Work to be completed - Write out the listing below word for word.
+++
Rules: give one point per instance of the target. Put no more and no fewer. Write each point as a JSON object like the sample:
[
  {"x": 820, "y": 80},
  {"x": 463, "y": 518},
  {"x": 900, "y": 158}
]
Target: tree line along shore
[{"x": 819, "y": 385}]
+++
Finished task -
Rules: give one point per instance of the target. Put no more and no fewer. Write each point as a JSON object like the sample:
[
  {"x": 820, "y": 80},
  {"x": 463, "y": 518},
  {"x": 900, "y": 158}
]
Target: tree line along shore
[{"x": 819, "y": 385}]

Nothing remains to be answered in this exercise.